[Your goal] Reproduce verbatim the portion of the passage on the delayed visa application starting at "Retired Marine Maj." and ending at "was not promising.".

Retired Marine Maj. Gen. J.D. Lynch said he and Edwards developed what they called “the Anaconda Strategy. We got around the problem and attacked it from every direction we could think of. We contacted the offices of our two senators, and Ty contacted the office of Rep. Dennis Ross.”

Ross' office began reaching out to the State Department in December, with Nelson's office weighing in beginning in April.

“The delay is caused by administrative processing to ensure proper verification,” Ross said. “I understand the need to exercise caution and that administrative processing often lasts 90 days or longer. It has been four years. The length of this delay is outrageous. This is another unfortunate example of the serious need for visa reform.”

In June, the most recent response from the U.S. Embassy in Kabul to Nelson was not promising.

“Unfortunately, this visa application is still undergoing administrative review,” consular section chief Chittenden informed Nelson. “While we understand the frustration this may cause, the administrative review is a process over which we, at Embassy Kabul, have no control. Nor can we give you an estimated time when it will be completed. We understand and appreciate (Farhad's) service to the U.S. government but do not have any additional updates at this time.”

(Referring-expression pointing data)
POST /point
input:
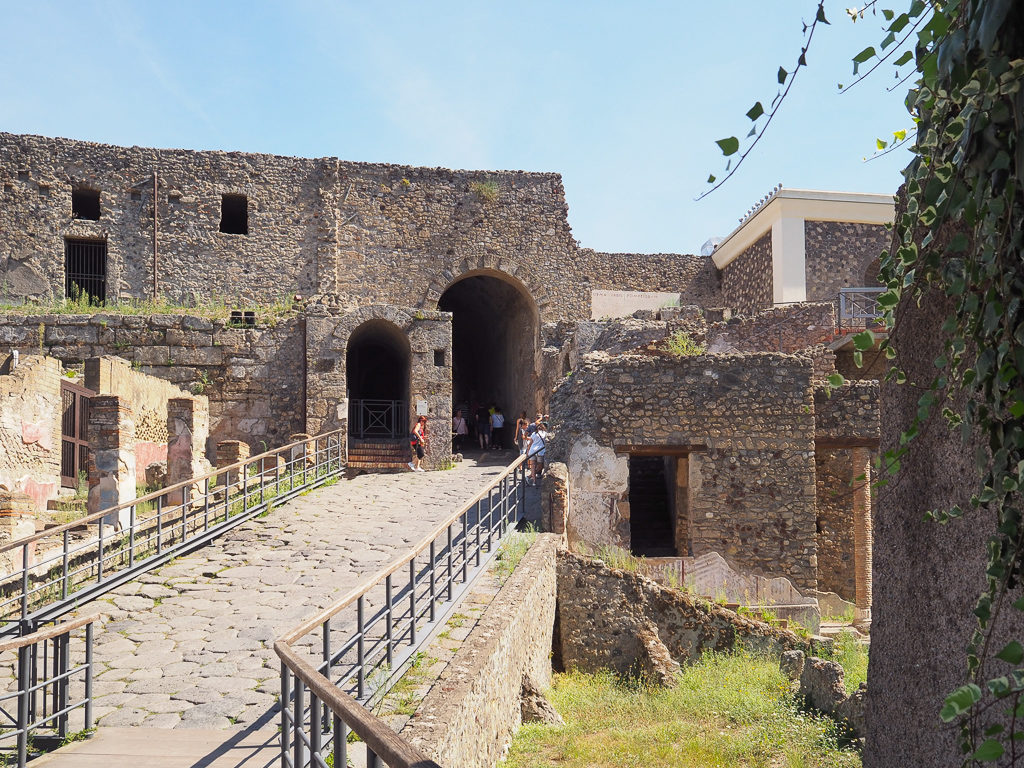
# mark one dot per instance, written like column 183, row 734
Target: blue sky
column 625, row 100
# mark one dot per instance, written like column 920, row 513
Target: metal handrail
column 332, row 711
column 205, row 507
column 43, row 689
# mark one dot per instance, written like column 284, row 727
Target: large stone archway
column 495, row 342
column 426, row 335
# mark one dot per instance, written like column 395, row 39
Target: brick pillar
column 187, row 428
column 112, row 461
column 861, row 459
column 17, row 520
column 554, row 498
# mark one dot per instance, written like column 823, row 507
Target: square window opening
column 235, row 214
column 85, row 204
column 85, row 270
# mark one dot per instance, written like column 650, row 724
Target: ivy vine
column 958, row 230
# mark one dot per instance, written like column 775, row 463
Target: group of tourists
column 529, row 436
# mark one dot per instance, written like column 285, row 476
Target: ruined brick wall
column 288, row 220
column 838, row 254
column 30, row 426
column 254, row 378
column 145, row 396
column 783, row 329
column 747, row 282
column 834, row 470
column 750, row 421
column 692, row 275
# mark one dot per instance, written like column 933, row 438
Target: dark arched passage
column 494, row 340
column 377, row 363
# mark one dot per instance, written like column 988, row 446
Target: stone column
column 187, row 428
column 112, row 460
column 17, row 520
column 861, row 458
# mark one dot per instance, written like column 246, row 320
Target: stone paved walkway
column 189, row 645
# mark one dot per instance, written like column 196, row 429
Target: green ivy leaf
column 989, row 752
column 728, row 145
column 1013, row 652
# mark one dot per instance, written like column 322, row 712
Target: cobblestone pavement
column 189, row 645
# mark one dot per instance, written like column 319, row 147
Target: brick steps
column 379, row 456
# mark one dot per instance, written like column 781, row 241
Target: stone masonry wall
column 472, row 712
column 838, row 255
column 748, row 282
column 427, row 332
column 692, row 275
column 834, row 470
column 749, row 423
column 784, row 329
column 30, row 426
column 253, row 377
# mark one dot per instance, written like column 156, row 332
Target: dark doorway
column 651, row 529
column 85, row 270
column 377, row 373
column 494, row 342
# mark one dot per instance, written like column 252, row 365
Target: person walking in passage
column 459, row 431
column 418, row 441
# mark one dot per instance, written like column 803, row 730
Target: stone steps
column 379, row 456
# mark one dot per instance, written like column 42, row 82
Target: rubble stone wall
column 838, row 254
column 254, row 378
column 749, row 422
column 30, row 426
column 747, row 282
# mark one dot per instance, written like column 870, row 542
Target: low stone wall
column 612, row 619
column 472, row 712
column 253, row 377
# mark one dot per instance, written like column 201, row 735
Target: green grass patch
column 728, row 710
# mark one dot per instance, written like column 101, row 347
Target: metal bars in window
column 61, row 567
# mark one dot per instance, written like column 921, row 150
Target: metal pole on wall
column 156, row 284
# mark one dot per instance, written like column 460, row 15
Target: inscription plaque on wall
column 624, row 303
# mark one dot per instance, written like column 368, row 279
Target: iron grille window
column 235, row 214
column 85, row 204
column 85, row 269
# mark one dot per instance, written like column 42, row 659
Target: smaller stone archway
column 377, row 374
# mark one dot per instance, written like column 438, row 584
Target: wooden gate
column 74, row 432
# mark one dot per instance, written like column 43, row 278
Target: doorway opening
column 494, row 345
column 377, row 365
column 652, row 505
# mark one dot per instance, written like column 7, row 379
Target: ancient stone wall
column 253, row 377
column 784, row 329
column 472, row 712
column 848, row 414
column 144, row 395
column 30, row 426
column 691, row 275
column 838, row 254
column 748, row 424
column 748, row 282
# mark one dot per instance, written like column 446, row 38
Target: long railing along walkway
column 189, row 645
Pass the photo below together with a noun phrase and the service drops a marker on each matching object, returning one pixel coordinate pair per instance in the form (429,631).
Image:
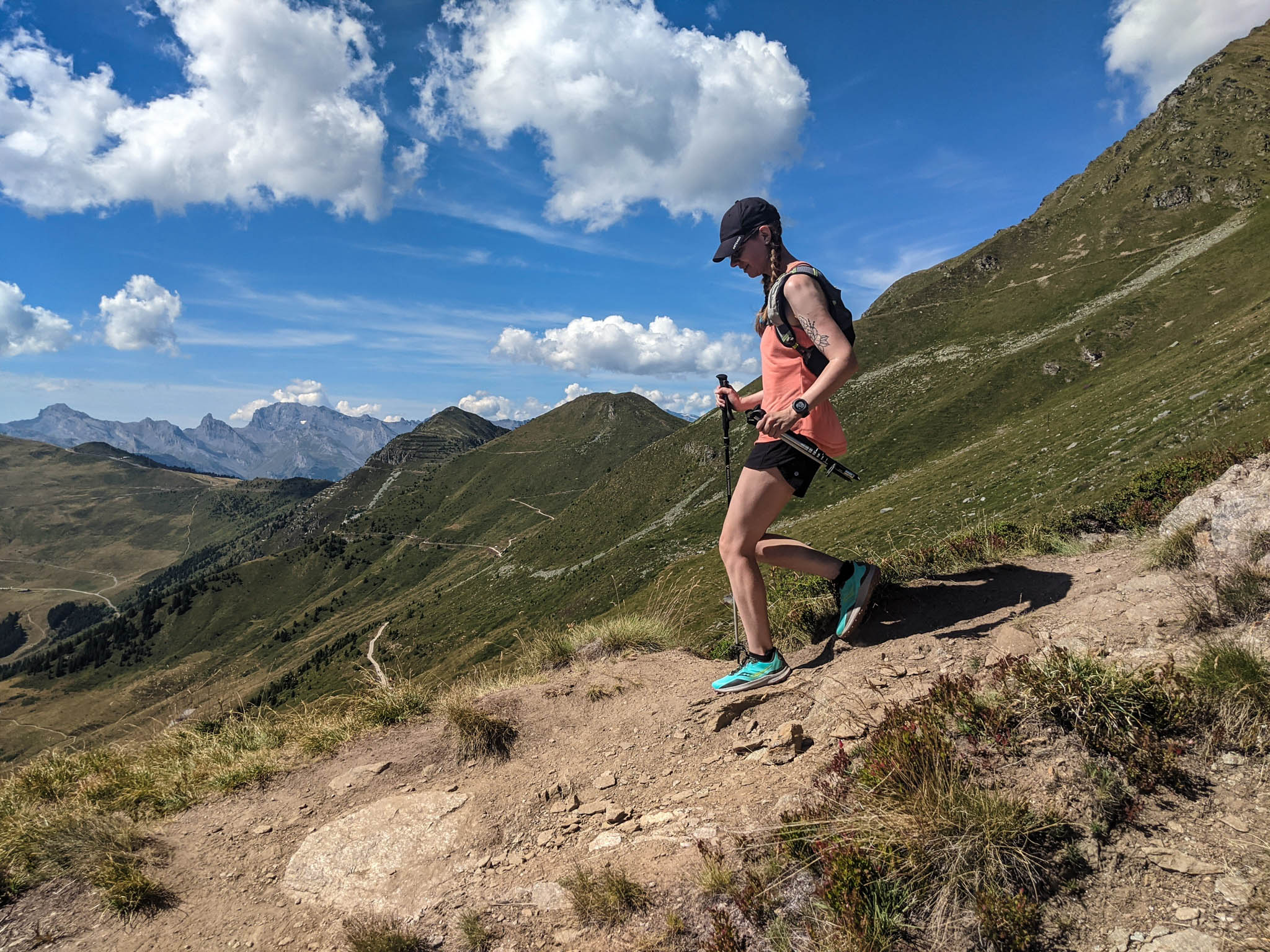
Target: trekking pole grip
(727,408)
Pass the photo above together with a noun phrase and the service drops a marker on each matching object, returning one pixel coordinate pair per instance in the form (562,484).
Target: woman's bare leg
(758,499)
(799,557)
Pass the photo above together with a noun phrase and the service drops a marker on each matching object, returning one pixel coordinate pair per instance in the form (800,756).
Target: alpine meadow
(1025,416)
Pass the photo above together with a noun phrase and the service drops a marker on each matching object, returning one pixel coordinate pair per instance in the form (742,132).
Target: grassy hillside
(437,439)
(230,621)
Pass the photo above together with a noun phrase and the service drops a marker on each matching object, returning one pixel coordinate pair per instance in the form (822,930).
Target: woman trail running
(793,399)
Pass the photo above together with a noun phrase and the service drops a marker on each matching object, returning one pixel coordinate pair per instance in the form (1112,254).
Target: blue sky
(208,205)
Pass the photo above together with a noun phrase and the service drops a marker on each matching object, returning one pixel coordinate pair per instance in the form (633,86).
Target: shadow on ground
(964,606)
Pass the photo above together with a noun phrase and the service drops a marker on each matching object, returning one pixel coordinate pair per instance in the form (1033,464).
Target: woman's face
(753,257)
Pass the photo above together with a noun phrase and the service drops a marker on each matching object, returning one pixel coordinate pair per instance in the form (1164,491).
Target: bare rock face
(1236,511)
(388,857)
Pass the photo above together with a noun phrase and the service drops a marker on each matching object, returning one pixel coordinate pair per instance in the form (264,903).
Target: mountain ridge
(280,441)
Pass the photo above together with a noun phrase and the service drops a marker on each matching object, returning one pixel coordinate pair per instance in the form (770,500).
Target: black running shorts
(797,469)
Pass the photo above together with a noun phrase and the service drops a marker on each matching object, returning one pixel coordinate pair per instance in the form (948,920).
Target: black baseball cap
(739,221)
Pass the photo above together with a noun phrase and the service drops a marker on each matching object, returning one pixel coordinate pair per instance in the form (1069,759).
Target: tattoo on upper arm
(818,339)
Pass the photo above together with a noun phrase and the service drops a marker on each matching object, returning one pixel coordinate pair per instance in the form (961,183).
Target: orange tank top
(786,379)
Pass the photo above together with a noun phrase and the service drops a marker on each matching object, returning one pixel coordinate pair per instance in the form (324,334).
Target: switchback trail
(370,656)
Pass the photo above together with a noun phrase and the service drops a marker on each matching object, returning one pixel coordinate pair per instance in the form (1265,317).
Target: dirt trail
(670,746)
(370,656)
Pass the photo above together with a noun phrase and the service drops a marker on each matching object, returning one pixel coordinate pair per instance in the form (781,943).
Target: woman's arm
(809,309)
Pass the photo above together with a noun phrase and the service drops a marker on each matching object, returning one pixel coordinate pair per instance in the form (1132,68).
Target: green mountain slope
(441,437)
(224,624)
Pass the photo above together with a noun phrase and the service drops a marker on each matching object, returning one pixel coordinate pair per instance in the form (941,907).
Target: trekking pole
(727,413)
(807,448)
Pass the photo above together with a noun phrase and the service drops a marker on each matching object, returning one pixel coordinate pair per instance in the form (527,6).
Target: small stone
(566,804)
(1011,641)
(778,757)
(549,895)
(655,819)
(1175,861)
(1233,889)
(606,840)
(1185,941)
(848,731)
(789,734)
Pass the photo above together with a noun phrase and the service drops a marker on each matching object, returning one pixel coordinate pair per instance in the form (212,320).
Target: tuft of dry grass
(546,651)
(605,897)
(1231,679)
(381,933)
(477,734)
(716,879)
(1176,550)
(474,936)
(127,890)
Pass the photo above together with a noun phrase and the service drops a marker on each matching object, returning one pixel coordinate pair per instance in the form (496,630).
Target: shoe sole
(864,598)
(776,678)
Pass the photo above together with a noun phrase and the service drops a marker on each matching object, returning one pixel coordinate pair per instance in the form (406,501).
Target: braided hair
(774,265)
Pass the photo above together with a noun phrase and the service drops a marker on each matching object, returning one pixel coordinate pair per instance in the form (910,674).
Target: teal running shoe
(755,674)
(855,597)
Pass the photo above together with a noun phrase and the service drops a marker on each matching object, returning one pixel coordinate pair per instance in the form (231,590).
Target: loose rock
(1175,861)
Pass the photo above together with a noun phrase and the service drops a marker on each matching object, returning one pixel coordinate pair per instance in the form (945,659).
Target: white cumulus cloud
(143,314)
(25,329)
(693,404)
(499,408)
(660,350)
(308,392)
(244,413)
(273,112)
(626,106)
(1158,42)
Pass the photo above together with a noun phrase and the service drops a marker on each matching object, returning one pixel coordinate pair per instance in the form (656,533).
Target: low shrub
(1126,715)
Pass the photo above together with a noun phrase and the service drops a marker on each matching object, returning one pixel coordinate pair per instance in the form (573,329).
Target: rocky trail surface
(633,760)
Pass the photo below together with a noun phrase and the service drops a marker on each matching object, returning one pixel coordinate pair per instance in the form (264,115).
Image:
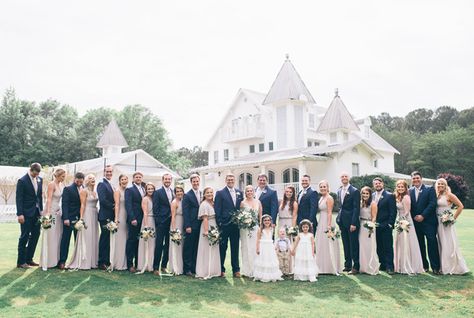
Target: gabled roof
(287,85)
(337,117)
(112,136)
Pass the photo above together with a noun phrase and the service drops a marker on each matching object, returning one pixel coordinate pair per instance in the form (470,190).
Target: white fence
(8,214)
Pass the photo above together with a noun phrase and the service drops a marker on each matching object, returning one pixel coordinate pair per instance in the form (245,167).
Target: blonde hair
(443,181)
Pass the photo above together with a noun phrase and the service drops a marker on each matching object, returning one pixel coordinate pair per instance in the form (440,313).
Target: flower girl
(266,266)
(303,250)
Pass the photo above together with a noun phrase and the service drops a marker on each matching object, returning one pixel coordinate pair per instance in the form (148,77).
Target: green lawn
(34,293)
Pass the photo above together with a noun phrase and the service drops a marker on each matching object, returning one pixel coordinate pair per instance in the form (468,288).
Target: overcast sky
(186,60)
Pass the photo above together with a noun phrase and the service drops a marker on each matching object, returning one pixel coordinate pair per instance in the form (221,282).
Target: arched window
(271,177)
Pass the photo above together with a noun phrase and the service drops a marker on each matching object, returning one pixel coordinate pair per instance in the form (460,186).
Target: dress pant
(350,242)
(429,231)
(230,232)
(104,244)
(132,244)
(162,244)
(29,235)
(65,240)
(190,247)
(384,238)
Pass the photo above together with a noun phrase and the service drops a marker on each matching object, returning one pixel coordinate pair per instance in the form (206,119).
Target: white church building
(286,135)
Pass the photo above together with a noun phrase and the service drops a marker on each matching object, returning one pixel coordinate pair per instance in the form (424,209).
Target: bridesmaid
(248,238)
(50,248)
(452,262)
(208,263)
(327,250)
(288,209)
(120,258)
(407,254)
(176,251)
(368,258)
(145,262)
(86,249)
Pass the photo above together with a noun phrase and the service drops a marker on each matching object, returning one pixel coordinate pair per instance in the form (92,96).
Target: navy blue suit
(269,201)
(224,207)
(105,193)
(29,203)
(348,215)
(133,206)
(307,207)
(162,214)
(386,214)
(71,206)
(426,206)
(190,220)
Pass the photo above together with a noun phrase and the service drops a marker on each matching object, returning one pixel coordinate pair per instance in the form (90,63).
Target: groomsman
(192,225)
(29,206)
(227,201)
(105,193)
(133,206)
(71,206)
(348,221)
(307,202)
(268,197)
(386,214)
(423,212)
(162,199)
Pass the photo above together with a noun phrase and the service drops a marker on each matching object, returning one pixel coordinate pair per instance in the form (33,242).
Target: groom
(423,212)
(348,221)
(29,205)
(227,201)
(106,214)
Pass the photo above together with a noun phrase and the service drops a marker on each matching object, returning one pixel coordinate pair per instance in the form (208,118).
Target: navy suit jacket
(349,211)
(133,204)
(386,209)
(28,202)
(224,206)
(71,203)
(190,211)
(426,204)
(161,206)
(106,200)
(308,206)
(269,201)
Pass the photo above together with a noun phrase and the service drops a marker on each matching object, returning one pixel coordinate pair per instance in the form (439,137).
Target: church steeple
(112,140)
(287,85)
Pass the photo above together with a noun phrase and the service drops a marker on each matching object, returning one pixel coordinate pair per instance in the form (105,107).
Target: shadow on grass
(100,288)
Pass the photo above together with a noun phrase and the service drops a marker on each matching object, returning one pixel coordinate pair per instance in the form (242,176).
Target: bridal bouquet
(447,217)
(147,233)
(245,218)
(46,221)
(213,236)
(292,231)
(402,225)
(332,233)
(80,225)
(370,226)
(176,236)
(111,226)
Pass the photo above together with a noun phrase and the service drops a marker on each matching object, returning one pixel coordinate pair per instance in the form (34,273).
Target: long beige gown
(52,236)
(149,244)
(208,262)
(452,261)
(175,250)
(86,249)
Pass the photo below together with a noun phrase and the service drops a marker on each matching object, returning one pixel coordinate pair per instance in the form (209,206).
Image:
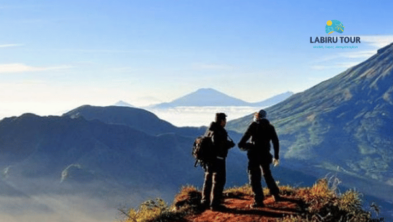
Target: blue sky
(56,55)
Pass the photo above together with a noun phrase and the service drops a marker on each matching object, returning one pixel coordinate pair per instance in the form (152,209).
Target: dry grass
(321,202)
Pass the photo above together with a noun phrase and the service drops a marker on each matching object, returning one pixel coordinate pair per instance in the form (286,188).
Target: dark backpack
(203,149)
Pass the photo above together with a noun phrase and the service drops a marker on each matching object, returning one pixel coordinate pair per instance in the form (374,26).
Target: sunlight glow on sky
(57,55)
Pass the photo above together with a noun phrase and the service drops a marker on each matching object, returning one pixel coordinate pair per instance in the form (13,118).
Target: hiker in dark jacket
(215,172)
(261,133)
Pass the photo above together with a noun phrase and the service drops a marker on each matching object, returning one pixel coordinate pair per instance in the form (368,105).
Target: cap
(262,114)
(220,116)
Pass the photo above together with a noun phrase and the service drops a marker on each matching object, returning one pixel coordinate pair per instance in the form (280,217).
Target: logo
(334,26)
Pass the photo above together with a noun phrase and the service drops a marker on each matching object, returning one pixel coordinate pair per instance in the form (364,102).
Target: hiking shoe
(276,198)
(203,206)
(217,208)
(257,205)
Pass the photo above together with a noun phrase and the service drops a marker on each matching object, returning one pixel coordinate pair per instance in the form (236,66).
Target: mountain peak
(207,90)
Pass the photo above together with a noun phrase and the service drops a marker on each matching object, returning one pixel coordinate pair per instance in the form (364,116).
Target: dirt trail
(238,209)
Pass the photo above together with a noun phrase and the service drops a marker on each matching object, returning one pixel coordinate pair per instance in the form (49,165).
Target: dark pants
(254,174)
(215,177)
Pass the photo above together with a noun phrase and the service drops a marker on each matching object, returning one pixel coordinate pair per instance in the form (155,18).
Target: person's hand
(276,162)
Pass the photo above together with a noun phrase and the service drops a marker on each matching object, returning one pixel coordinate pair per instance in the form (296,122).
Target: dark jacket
(261,133)
(220,139)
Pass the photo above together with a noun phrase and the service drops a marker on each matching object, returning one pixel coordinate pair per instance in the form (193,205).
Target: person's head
(221,118)
(260,115)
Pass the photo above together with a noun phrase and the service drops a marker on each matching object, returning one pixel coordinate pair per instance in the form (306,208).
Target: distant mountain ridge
(342,125)
(212,97)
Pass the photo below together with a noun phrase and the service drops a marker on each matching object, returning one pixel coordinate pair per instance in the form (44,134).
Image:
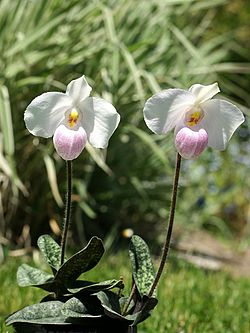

[Solution to the problem]
Retired Marine Maj. Gen. J.D. Lynch said he and Edwards developed what they called “the Anaconda Strategy. We got around the problem and attacked it from every direction we could think of. We contacted the offices of our two senators, and Ty contacted the office of Rep. Dennis Ross.”

Ross' office began reaching out to the State Department in December, with Nelson's office weighing in beginning in April.

“The delay is caused by administrative processing to ensure proper verification,” Ross said. “I understand the need to exercise caution and that administrative processing often lasts 90 days or longer. It has been four years. The length of this delay is outrageous. This is another unfortunate example of the serious need for visa reform.”

In June, the most recent response from the U.S. Embassy in Kabul to Nelson was not promising.